## VORLIEGENDER TEXT
▬▬▬▬▬▬▬▬▬▬
URI: 
       # taz.de -- Neues Ministerium Wirtschaft und Klima: Wie super ist das Superministerium?
       
       > Als Wirtschafts- und Klimaminister wird Robert Habeck viel Macht haben.
       > Aber ob das auch für den Klimaschutz die beste Lösung ist, ist
       > umstritten.
       
   IMG Bild: Peter Altmaier (links) und Robert Habeck bei einer Wattwanderung 2012
       
       Am Ende wurde Peter Altmaier noch mal selbstkritisch: Beim Klimaschutz
       hätte er sich „gewünscht, dass wir die notwendigen Entscheidungen mutiger
       und schneller getroffen hätten“, sagte er am Montag bei seiner letzten
       Pressekonferenz als Bundeswirtschaftsminister. Und drückte die Hoffnung
       aus, dass sich das unter seinem designierten Nachfolger ändern wird: „Ich
       traue Robert Habeck zu, dass er den Herausforderungen dieses Amts gerecht
       wird.“
       
       Weil die Blockade beim Klimaschutz bisher vor allem an Altmaiers
       Unionsfraktion und den Minister*innen von CDU und CSU gelegen hat,
       dürfte es der bisherige Grünen-Vorsitzende tatsächlich einfacher haben,
       beim Klimaschutz Erfolge zu erzielen.
       
       Aber nicht nur deshalb. Habeck verfügt als künftiger Wirtschaftsminister
       zudem über eine nie da gewesene Machtfülle. Denn nachdem bereits im Jahr
       2014 die Zuständigkeit für die erneuerbaren Energien vom Umwelt- ins
       Wirtschaftsministerium gewandert war, folgt jetzt mit der Klimapolitik ein
       noch zentraleres Politikfeld, das für die künftige Regierung eine kaum zu
       überschätzende Bedeutung hat.
▬▬▬▬▬▬▬▬▬▬
## DATENAUSZÜGE
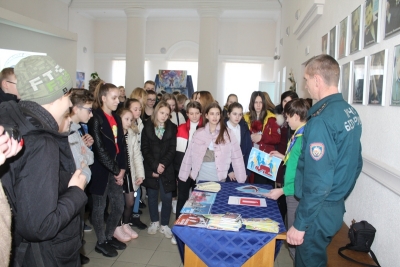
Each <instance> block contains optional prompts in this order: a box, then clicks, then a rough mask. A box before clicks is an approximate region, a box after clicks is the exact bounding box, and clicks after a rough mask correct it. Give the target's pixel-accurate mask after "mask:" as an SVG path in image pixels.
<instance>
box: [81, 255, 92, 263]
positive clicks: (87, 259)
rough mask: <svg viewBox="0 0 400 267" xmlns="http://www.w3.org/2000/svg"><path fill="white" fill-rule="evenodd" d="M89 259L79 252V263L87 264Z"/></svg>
mask: <svg viewBox="0 0 400 267" xmlns="http://www.w3.org/2000/svg"><path fill="white" fill-rule="evenodd" d="M89 261H90V259H89V258H88V257H86V256H85V255H83V254H81V264H82V265H84V264H88V263H89Z"/></svg>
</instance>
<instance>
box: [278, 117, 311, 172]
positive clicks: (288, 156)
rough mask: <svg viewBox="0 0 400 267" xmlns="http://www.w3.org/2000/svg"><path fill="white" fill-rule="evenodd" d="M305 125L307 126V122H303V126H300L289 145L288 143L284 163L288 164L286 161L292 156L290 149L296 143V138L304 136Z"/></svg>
mask: <svg viewBox="0 0 400 267" xmlns="http://www.w3.org/2000/svg"><path fill="white" fill-rule="evenodd" d="M304 126H306V124H303V125H301V126H299V127H298V128H297V129H296V131H295V132H294V134H293V135H292V138H290V140H289V142H288V145H287V149H286V153H285V158H284V159H283V164H286V162H287V161H288V159H289V157H290V151H291V150H292V148H293V146H294V143H296V140H297V138H298V137H299V136H302V135H303V133H304Z"/></svg>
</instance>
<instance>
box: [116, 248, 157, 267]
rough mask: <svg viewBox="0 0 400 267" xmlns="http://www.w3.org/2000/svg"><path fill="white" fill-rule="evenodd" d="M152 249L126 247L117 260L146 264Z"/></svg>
mask: <svg viewBox="0 0 400 267" xmlns="http://www.w3.org/2000/svg"><path fill="white" fill-rule="evenodd" d="M153 254H154V250H149V249H141V248H132V247H127V248H126V249H125V250H124V252H123V253H122V254H121V256H119V257H118V260H117V261H122V262H131V263H140V264H147V263H148V262H149V260H150V258H151V257H152V256H153Z"/></svg>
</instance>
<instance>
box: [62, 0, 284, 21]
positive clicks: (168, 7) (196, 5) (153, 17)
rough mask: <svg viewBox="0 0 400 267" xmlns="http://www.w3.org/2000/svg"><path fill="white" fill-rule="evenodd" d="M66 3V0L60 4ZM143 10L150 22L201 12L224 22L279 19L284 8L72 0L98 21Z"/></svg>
mask: <svg viewBox="0 0 400 267" xmlns="http://www.w3.org/2000/svg"><path fill="white" fill-rule="evenodd" d="M59 1H66V0H59ZM130 7H142V8H144V9H145V10H146V11H147V12H148V16H147V19H157V18H189V19H196V18H197V19H198V18H199V14H198V10H201V9H204V8H209V9H217V10H220V12H221V13H220V16H219V17H220V18H222V19H243V18H245V19H253V18H255V19H258V20H259V19H265V20H268V19H269V20H274V21H277V20H278V19H279V14H280V10H281V6H280V5H279V3H278V2H277V1H276V0H246V1H243V0H214V1H209V0H191V1H188V0H139V1H138V0H73V1H72V3H71V5H70V8H71V9H72V10H75V11H77V12H79V13H80V14H82V15H86V16H87V17H94V18H95V19H97V20H107V19H113V18H115V19H118V18H126V14H125V12H124V10H125V9H127V8H130Z"/></svg>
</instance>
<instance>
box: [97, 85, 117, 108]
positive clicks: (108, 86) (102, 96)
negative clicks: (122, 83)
mask: <svg viewBox="0 0 400 267" xmlns="http://www.w3.org/2000/svg"><path fill="white" fill-rule="evenodd" d="M110 89H117V86H115V85H114V84H112V83H106V82H104V81H103V80H100V82H99V83H98V84H97V86H96V89H95V90H94V102H93V108H101V107H102V106H103V96H107V93H108V91H110Z"/></svg>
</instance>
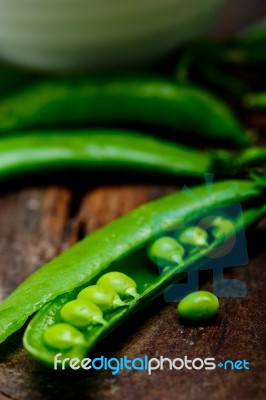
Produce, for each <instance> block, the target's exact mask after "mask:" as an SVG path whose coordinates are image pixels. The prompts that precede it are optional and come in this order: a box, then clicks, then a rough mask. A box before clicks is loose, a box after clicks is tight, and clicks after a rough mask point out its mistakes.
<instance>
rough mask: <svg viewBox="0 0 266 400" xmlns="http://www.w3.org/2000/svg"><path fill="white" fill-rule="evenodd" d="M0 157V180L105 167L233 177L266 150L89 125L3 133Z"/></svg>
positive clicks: (169, 174)
mask: <svg viewBox="0 0 266 400" xmlns="http://www.w3.org/2000/svg"><path fill="white" fill-rule="evenodd" d="M0 158H1V163H0V179H8V178H10V177H16V176H25V175H27V174H31V173H33V174H34V173H35V174H36V173H40V172H42V171H43V172H47V171H52V172H54V171H56V170H59V171H60V170H63V169H65V168H73V167H76V168H80V167H82V168H89V169H94V170H95V168H99V169H101V168H104V167H106V166H108V168H117V169H118V170H127V171H134V172H136V171H140V172H145V171H146V172H147V173H153V174H158V173H161V174H167V175H174V176H182V177H184V176H188V177H194V178H202V176H203V175H204V174H205V173H208V172H210V171H212V172H216V173H217V174H220V175H233V174H235V173H237V172H238V171H241V170H242V169H243V168H246V167H249V166H250V165H251V166H254V165H255V166H256V165H260V164H261V163H264V162H265V160H266V150H265V149H263V148H249V149H245V150H243V151H241V152H239V153H237V154H230V153H228V152H226V151H199V150H195V149H190V148H188V147H185V146H181V145H180V144H178V143H175V142H171V141H166V140H162V139H159V138H155V137H152V136H149V135H145V134H139V133H136V132H130V131H123V130H110V129H105V130H104V129H101V130H99V129H92V130H75V131H67V132H58V131H47V132H45V131H44V132H28V133H24V134H23V135H21V134H20V133H17V134H10V135H4V136H2V137H0Z"/></svg>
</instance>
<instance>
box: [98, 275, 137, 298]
mask: <svg viewBox="0 0 266 400" xmlns="http://www.w3.org/2000/svg"><path fill="white" fill-rule="evenodd" d="M97 285H103V286H106V287H107V288H111V289H113V290H114V291H115V292H116V293H118V294H119V295H122V296H126V295H129V296H132V297H134V298H137V297H138V293H137V290H136V289H137V284H136V282H135V281H134V280H133V279H131V278H130V277H129V276H127V275H125V274H123V273H122V272H108V273H107V274H104V275H103V276H101V278H100V279H99V280H98V282H97Z"/></svg>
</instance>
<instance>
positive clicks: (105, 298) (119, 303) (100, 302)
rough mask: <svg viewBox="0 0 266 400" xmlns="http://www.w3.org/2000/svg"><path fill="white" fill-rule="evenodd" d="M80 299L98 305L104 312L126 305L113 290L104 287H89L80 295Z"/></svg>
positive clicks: (99, 285)
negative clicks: (90, 301) (87, 301)
mask: <svg viewBox="0 0 266 400" xmlns="http://www.w3.org/2000/svg"><path fill="white" fill-rule="evenodd" d="M78 299H79V300H89V301H91V302H92V303H94V304H96V305H97V306H98V307H99V308H100V309H101V310H102V311H107V310H109V309H110V308H117V307H122V306H124V305H125V303H124V302H123V301H122V300H121V299H120V297H119V296H118V294H117V293H116V292H115V291H114V290H113V289H111V288H108V287H106V286H102V285H92V286H88V287H87V288H85V289H83V290H82V291H81V292H80V293H79V295H78Z"/></svg>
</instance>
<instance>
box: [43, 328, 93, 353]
mask: <svg viewBox="0 0 266 400" xmlns="http://www.w3.org/2000/svg"><path fill="white" fill-rule="evenodd" d="M43 340H44V343H45V344H46V345H47V346H50V347H52V348H54V349H58V350H63V351H64V350H68V349H70V348H71V347H73V346H77V345H79V346H80V345H84V343H85V338H84V336H83V334H82V333H81V332H80V331H78V330H77V329H75V328H73V326H71V325H69V324H63V323H60V324H55V325H51V326H49V328H48V329H46V330H45V332H44V335H43Z"/></svg>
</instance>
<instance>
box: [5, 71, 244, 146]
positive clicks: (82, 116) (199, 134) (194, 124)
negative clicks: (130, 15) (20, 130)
mask: <svg viewBox="0 0 266 400" xmlns="http://www.w3.org/2000/svg"><path fill="white" fill-rule="evenodd" d="M105 122H114V123H132V122H134V123H141V124H145V125H147V124H148V125H153V126H158V127H168V128H171V129H172V128H173V129H176V130H179V131H182V132H184V131H189V132H193V133H195V134H199V135H201V136H204V137H209V138H211V139H213V140H215V139H217V140H223V141H228V142H230V143H233V144H236V145H241V146H243V145H247V144H248V143H249V139H248V136H247V135H246V132H245V129H244V128H243V127H242V126H241V124H240V123H239V122H238V121H237V120H236V118H235V116H234V115H233V113H232V111H231V110H230V109H229V108H228V107H227V106H226V105H225V104H224V103H223V102H222V101H220V100H218V99H216V98H215V97H214V96H213V95H211V94H209V93H207V92H205V91H204V90H202V89H199V88H197V87H193V86H189V85H184V84H178V83H176V82H172V81H170V80H167V79H164V78H162V77H147V76H137V75H135V76H134V75H126V76H117V75H114V76H109V77H106V76H100V77H99V76H94V77H93V76H91V77H87V78H84V77H82V78H78V77H72V78H71V77H68V78H67V79H66V78H61V79H60V78H57V79H52V78H51V79H46V80H45V79H44V80H43V81H42V82H41V83H38V84H36V85H33V86H31V87H30V88H29V89H28V90H25V91H23V92H20V93H18V94H17V95H14V96H11V97H9V98H8V99H6V100H5V101H2V102H1V107H0V131H2V132H4V131H10V130H18V129H21V128H28V127H31V128H34V127H48V126H49V127H54V126H58V125H60V126H68V127H69V126H70V125H71V124H75V125H77V124H83V125H84V123H101V124H103V123H105Z"/></svg>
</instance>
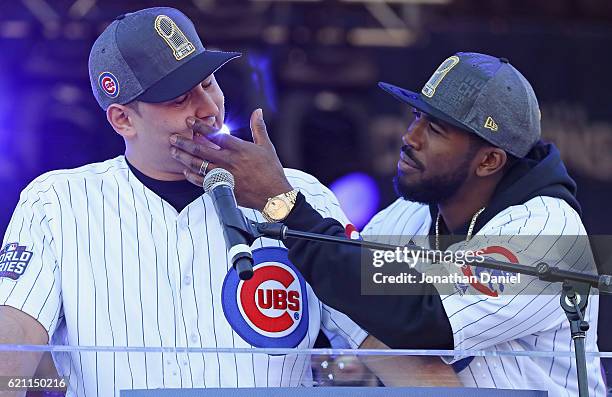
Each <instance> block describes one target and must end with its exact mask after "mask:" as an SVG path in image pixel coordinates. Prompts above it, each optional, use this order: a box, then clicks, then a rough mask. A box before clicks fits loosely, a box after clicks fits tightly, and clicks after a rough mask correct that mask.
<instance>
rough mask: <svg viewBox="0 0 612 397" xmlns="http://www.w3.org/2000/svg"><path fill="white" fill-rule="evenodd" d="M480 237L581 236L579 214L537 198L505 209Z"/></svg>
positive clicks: (585, 232)
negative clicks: (498, 236)
mask: <svg viewBox="0 0 612 397" xmlns="http://www.w3.org/2000/svg"><path fill="white" fill-rule="evenodd" d="M479 234H506V235H519V234H520V235H533V234H538V235H582V234H586V231H585V229H584V226H583V224H582V220H581V219H580V215H579V214H578V213H577V212H576V210H574V209H573V208H572V207H571V206H570V205H569V204H568V203H567V202H566V201H564V200H562V199H559V198H555V197H548V196H538V197H534V198H533V199H531V200H529V201H527V202H525V203H524V204H521V205H514V206H511V207H508V208H506V209H505V210H503V211H502V212H500V213H499V214H497V215H496V216H495V217H493V219H491V220H490V221H489V222H488V223H487V224H486V225H485V227H483V228H482V230H481V231H480V232H479Z"/></svg>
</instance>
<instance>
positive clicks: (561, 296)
mask: <svg viewBox="0 0 612 397" xmlns="http://www.w3.org/2000/svg"><path fill="white" fill-rule="evenodd" d="M250 227H251V229H252V230H251V233H252V237H253V238H259V237H267V238H271V239H275V240H281V241H283V240H286V239H288V238H296V239H303V240H309V241H317V242H324V243H336V244H344V245H350V246H354V247H358V248H368V249H375V250H391V251H395V250H396V249H397V248H401V249H404V248H407V249H408V250H410V251H423V252H426V251H431V250H429V249H426V248H423V247H419V246H417V245H416V244H412V243H410V244H406V245H405V246H403V247H399V246H395V245H389V244H381V243H376V242H371V241H365V240H351V239H348V238H342V237H337V236H327V235H324V234H317V233H309V232H301V231H298V230H292V229H289V228H287V226H285V225H283V224H282V223H266V222H264V223H257V222H254V221H250ZM466 262H467V264H474V265H475V266H478V267H481V268H485V269H494V270H502V271H506V272H509V273H520V274H524V275H528V276H534V277H537V278H539V279H540V280H542V281H548V282H554V283H562V290H561V298H560V303H561V307H562V308H563V310H564V311H565V314H566V316H567V319H568V320H569V323H570V331H571V336H572V339H573V340H574V347H575V351H576V371H577V375H578V391H579V396H580V397H588V395H589V385H588V378H587V368H586V351H585V338H586V331H587V330H588V329H589V323H588V322H586V321H585V320H584V313H585V310H586V307H587V304H588V299H589V294H590V291H591V288H597V289H599V291H600V292H602V293H605V294H612V276H610V275H591V274H582V273H578V272H572V271H568V270H562V269H559V268H558V267H554V266H549V265H548V264H547V263H544V262H540V263H538V264H537V265H536V266H535V267H533V266H526V265H521V264H516V263H510V262H503V261H498V260H495V259H489V258H486V259H485V260H484V261H483V262H477V263H476V262H473V261H466Z"/></svg>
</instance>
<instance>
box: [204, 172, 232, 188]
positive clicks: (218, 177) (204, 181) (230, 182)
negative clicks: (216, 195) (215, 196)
mask: <svg viewBox="0 0 612 397" xmlns="http://www.w3.org/2000/svg"><path fill="white" fill-rule="evenodd" d="M219 184H223V185H228V186H229V187H230V189H234V176H233V175H232V174H231V172H229V171H228V170H226V169H224V168H214V169H212V170H210V171H208V172H207V173H206V175H205V176H204V183H203V186H204V191H205V192H206V193H209V192H210V191H211V189H212V188H213V187H215V186H216V185H219Z"/></svg>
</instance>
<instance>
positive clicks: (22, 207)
mask: <svg viewBox="0 0 612 397" xmlns="http://www.w3.org/2000/svg"><path fill="white" fill-rule="evenodd" d="M51 207H53V204H52V203H51V202H50V201H48V200H47V197H46V195H45V191H44V189H43V188H41V187H40V186H38V185H37V184H32V185H30V186H29V187H28V188H26V190H24V192H22V194H21V197H20V200H19V203H18V204H17V207H16V209H15V211H14V213H13V216H12V218H11V221H10V224H9V227H8V228H7V231H6V234H5V236H4V239H3V243H2V251H1V253H0V305H6V306H11V307H14V308H16V309H19V310H21V311H22V312H24V313H26V314H28V315H30V316H31V317H33V318H34V319H36V320H37V321H38V322H39V323H40V324H41V325H42V326H43V327H44V328H45V329H46V330H47V333H48V334H49V339H51V336H52V335H53V332H54V331H55V328H56V327H57V323H58V318H59V316H60V309H61V290H60V286H61V276H60V269H59V265H58V261H57V258H56V255H55V249H54V238H53V235H52V232H51V227H50V222H53V221H58V220H57V219H55V220H54V218H53V216H54V215H53V214H52V210H51Z"/></svg>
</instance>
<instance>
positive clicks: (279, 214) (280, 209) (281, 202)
mask: <svg viewBox="0 0 612 397" xmlns="http://www.w3.org/2000/svg"><path fill="white" fill-rule="evenodd" d="M266 213H267V214H268V216H269V217H270V218H272V219H284V218H285V217H286V216H287V215H288V214H289V207H288V206H287V203H285V202H284V201H283V200H281V199H278V198H274V199H272V200H270V201H269V202H268V205H267V206H266Z"/></svg>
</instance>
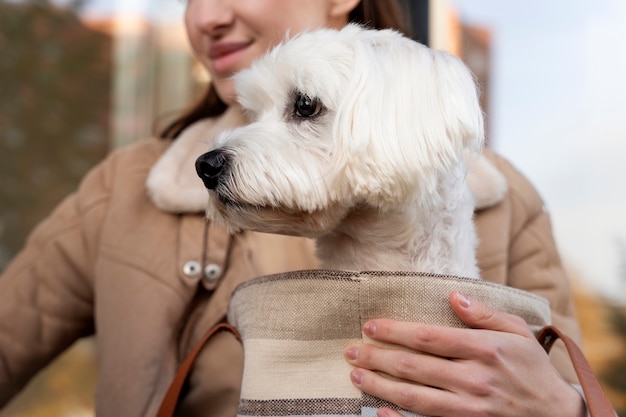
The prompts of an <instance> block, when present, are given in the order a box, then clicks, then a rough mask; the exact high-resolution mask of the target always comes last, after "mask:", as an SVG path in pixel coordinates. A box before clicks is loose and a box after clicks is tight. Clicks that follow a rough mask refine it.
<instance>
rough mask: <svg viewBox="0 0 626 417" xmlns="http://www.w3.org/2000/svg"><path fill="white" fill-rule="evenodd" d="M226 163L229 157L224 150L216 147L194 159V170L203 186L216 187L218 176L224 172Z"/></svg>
mask: <svg viewBox="0 0 626 417" xmlns="http://www.w3.org/2000/svg"><path fill="white" fill-rule="evenodd" d="M228 165H229V158H228V155H227V154H226V152H224V151H223V150H220V149H216V150H213V151H210V152H207V153H205V154H204V155H201V156H200V157H199V158H198V159H196V172H197V173H198V176H199V177H200V179H202V182H203V183H204V186H205V187H206V188H208V189H209V190H213V189H215V187H217V184H218V182H219V178H220V176H221V175H223V174H224V173H225V172H226V170H227V167H228Z"/></svg>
▬▬▬▬▬▬▬▬▬▬
## AUFGABEN
a) Erklär in ein bis drei Sätzen, warum Robert Habeck es laut dem Artikel über das Superministerium leichter haben dürfte, beim Klimaschutz Erfolge zu erzielen.
b) Beantworte diese Fragen zum Artikel über das Superministerium:
(i) Bei welcher Gelegenheit äußerte sich Peter Altmaier selbstkritisch zum Klimaschutz?
(ii) Welches Amt in seiner Partei hatte Robert Habeck bisher inne?
(iii) In welchem Jahr ging die Zuständigkeit für die erneuerbaren Energien vom Umwelt- ins Wirtschaftsministerium über?
c) Schreib den Artikel über das Superministerium nach seinem letzten Satz weiter.
Die Datensätze braucht man hier nicht.

## GELÖSTE AUFGABEN
a) Die Blockade beim Klimaschutz lag bisher vor allem an Altmaiers Unionsfraktion und an den Ministerinnen und Ministern von CDU und CSU. Außerdem hat Habeck als Wirtschaftsminister eine nie da gewesene Machtfülle, weil nach den erneuerbaren Energien im Jahr 2014 jetzt auch die Klimapolitik in sein Ministerium kommt.

b)
(i) Am Montag bei seiner letzten Pressekonferenz als Bundeswirtschaftsminister.
(ii) Er war Vorsitzender der Grünen.
(iii) Im Jahr 2014.

c)
       
       Um dieses Superministerium führen zu können und nebenbei als Vizekanzler
       die Arbeit der Grünen-Ministerien zu koordinieren, hat sich Habeck zudem
       starkes Personal gesichert. Während Altmaier seinerzeit fast ein Jahr
       brauchte, um die wichtige Stelle des beamteten Energie-Staatssekretärs zu
       besetzen, steht Habecks Team schon fest, bevor er selbst das Amt antritt:
       Staatssekretär für Energie wird der bisherige Direktor des Thinktanks Agora
       Energiewende, Patrick Graichen.
       
       ## Jede Menge Schwergewichte
       
       Egal ob für ein 100-Tage-Programm, den Umbau der Energieversorgung oder das
       Ende der EEG-Umlage – Graichen kann zu fast jeder energiepolitischen
       Aufgabe, die im Ministerium jetzt ansteht, auf eine aktuelle Publikation
       seines bisherigen Arbeitgebers zugreifen, in der die nötigen Maßnahmen
       detailliert ausgearbeitet worden sind.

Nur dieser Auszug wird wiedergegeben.